Pictures aside, repeat every entry exactly.
════════════════
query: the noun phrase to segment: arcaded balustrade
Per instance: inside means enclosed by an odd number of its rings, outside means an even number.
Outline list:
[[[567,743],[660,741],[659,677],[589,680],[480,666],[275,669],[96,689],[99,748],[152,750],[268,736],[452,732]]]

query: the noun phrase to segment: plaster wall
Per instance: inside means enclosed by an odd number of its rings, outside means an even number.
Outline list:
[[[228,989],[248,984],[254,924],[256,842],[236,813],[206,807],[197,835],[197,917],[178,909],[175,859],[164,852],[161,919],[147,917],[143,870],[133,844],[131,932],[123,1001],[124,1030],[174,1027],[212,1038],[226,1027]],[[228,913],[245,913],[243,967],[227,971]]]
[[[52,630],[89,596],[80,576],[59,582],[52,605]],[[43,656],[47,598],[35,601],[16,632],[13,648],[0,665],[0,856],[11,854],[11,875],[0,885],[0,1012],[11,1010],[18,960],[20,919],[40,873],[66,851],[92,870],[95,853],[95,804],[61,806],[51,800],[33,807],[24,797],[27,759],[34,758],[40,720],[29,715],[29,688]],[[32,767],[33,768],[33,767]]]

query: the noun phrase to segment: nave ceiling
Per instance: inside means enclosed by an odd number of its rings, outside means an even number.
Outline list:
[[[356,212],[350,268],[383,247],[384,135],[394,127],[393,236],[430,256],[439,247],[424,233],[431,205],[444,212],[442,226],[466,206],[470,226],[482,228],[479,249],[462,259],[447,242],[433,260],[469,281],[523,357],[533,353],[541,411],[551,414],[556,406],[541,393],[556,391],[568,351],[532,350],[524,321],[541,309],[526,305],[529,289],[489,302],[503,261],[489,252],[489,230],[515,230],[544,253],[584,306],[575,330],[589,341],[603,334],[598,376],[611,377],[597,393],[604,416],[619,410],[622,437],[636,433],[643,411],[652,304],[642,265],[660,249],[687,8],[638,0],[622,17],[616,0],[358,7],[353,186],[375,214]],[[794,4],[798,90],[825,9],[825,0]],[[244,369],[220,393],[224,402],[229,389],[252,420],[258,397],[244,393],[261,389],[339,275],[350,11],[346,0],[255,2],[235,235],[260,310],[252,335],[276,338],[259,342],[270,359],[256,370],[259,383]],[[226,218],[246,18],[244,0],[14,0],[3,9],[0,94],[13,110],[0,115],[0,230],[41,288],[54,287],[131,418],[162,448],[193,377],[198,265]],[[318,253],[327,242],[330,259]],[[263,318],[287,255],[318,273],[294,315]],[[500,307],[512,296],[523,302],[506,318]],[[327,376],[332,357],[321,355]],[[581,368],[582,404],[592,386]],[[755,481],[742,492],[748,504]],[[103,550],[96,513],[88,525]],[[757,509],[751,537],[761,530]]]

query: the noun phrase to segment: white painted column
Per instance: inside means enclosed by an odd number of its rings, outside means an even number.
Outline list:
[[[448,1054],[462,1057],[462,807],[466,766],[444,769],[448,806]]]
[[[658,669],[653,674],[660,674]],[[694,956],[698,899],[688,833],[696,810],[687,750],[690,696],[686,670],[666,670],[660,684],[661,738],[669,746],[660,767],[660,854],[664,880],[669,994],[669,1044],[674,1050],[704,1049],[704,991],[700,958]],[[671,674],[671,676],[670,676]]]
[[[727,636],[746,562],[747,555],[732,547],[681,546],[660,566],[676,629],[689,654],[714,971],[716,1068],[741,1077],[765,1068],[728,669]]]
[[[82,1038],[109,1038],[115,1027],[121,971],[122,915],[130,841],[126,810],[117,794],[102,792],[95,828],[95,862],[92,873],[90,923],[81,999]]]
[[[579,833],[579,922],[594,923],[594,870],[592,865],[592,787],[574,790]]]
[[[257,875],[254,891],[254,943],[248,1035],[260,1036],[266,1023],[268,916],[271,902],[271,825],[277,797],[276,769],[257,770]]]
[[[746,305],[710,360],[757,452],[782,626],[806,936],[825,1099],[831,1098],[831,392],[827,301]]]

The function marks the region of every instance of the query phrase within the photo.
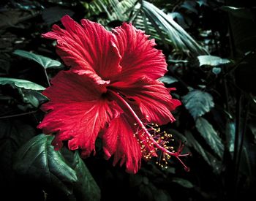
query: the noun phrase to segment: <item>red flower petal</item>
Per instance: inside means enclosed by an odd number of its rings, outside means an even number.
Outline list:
════════════════
### TASK ANSWER
query: the noun phrase to segment: arcaded balustrade
Per instance: inside means enclosed by an odd number of its rings, outside means an even number.
Outline list:
[[[567,743],[660,741],[659,677],[589,680],[480,666],[275,669],[96,689],[99,748],[152,750],[268,736],[452,732]]]

query: the noun phrase to segment: plaster wall
Per instance: inside means enclosed by an odd number of its rings, outside means an even number.
Outline list:
[[[228,989],[248,984],[254,924],[256,842],[236,813],[206,807],[197,835],[197,917],[178,909],[175,859],[164,852],[161,919],[147,917],[143,870],[133,844],[131,932],[123,1001],[124,1030],[174,1027],[212,1038],[226,1027]],[[228,913],[245,913],[243,967],[227,971]]]
[[[52,630],[89,596],[80,576],[59,582],[52,605]],[[43,656],[47,598],[35,601],[16,632],[13,648],[0,665],[0,856],[11,854],[11,875],[0,885],[0,1012],[11,1010],[18,960],[20,919],[40,873],[66,851],[92,870],[95,853],[95,804],[61,806],[51,800],[33,807],[24,797],[27,759],[34,758],[40,720],[29,715],[29,688]],[[32,767],[33,768],[33,767]]]

query: the noun phrase to segment: nave ceiling
Per instance: inside means enclosed by an odd number of its rings, outside means an even number.
Outline list:
[[[356,212],[350,268],[383,247],[384,135],[394,127],[393,236],[430,256],[439,247],[424,233],[431,205],[444,212],[442,226],[466,206],[470,226],[482,228],[479,249],[462,259],[447,242],[433,260],[469,281],[523,357],[533,353],[541,411],[551,414],[556,406],[541,393],[556,391],[568,351],[532,350],[524,321],[541,309],[526,305],[529,289],[489,302],[503,261],[489,252],[489,230],[515,230],[544,253],[584,306],[575,330],[589,341],[603,334],[598,376],[611,377],[597,393],[604,416],[619,410],[622,437],[636,433],[643,411],[652,304],[642,265],[660,249],[687,8],[638,0],[622,17],[616,0],[358,7],[353,186],[375,214]],[[794,4],[798,90],[825,9],[825,0]],[[244,369],[220,393],[224,402],[229,389],[252,420],[258,397],[244,393],[261,389],[339,275],[350,11],[346,0],[255,2],[235,235],[260,310],[252,335],[276,338],[259,342],[270,359],[256,370],[259,383]],[[226,218],[246,18],[244,0],[14,0],[3,9],[0,94],[13,110],[0,115],[0,230],[41,288],[54,287],[131,418],[162,448],[193,377],[198,265]],[[318,253],[327,242],[330,259]],[[263,318],[287,255],[318,273],[294,315]],[[500,307],[512,296],[523,302],[506,318]],[[327,376],[332,357],[321,355]],[[581,368],[582,404],[592,386]],[[755,481],[742,492],[748,504]],[[103,550],[96,513],[88,525]],[[757,509],[751,537],[761,530]]]

query: the noun phrase to segment: white painted column
Per instance: inside means enclosed by an odd number of its rings, outside means an even number.
Outline list:
[[[448,1054],[462,1057],[462,807],[466,766],[444,769],[448,806]]]
[[[658,669],[653,674],[660,674]],[[694,956],[698,899],[688,833],[696,810],[687,750],[690,696],[686,670],[666,670],[660,684],[661,738],[669,746],[660,767],[660,854],[664,880],[669,994],[669,1044],[674,1050],[704,1049],[704,991],[700,958]],[[671,674],[671,676],[670,676]]]
[[[727,636],[746,562],[747,555],[732,547],[681,546],[660,566],[676,629],[689,654],[714,971],[716,1068],[741,1077],[765,1068],[728,669]]]
[[[82,1038],[109,1038],[115,1027],[121,971],[122,915],[130,841],[126,810],[117,794],[102,792],[95,828],[95,862],[92,873],[90,923],[81,999]]]
[[[579,833],[579,922],[594,923],[594,870],[592,865],[592,787],[574,790]]]
[[[257,875],[254,891],[254,943],[248,1035],[260,1036],[266,1023],[268,916],[271,902],[271,825],[277,797],[276,769],[257,770]]]
[[[746,305],[710,360],[757,452],[782,626],[806,936],[825,1099],[831,1098],[831,392],[827,301]]]

The function marks the region of every instance of the query phrase within the photo.
query: the noun phrase to segment: <item>red flower petal</item>
Per instance: inside means enclosed by an odd number of its rings, outside means an even number.
Outline list:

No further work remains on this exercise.